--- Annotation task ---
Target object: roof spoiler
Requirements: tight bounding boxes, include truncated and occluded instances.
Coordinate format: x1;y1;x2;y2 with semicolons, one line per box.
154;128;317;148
————————
Goal:
Rescale the listing above by reproducing every line, requests included, with each bounding-box coordinate in the answers multiplied by 0.2 and rounded to the nearest whole number, rounding halves up.

Task answer:
--- Annotation task ---
Target object: roof spoiler
Requirements: tight bounding boxes, include truncated and occluded instances.
Coordinate format: x1;y1;x2;y2 with semicolons, one line per box.
31;26;63;30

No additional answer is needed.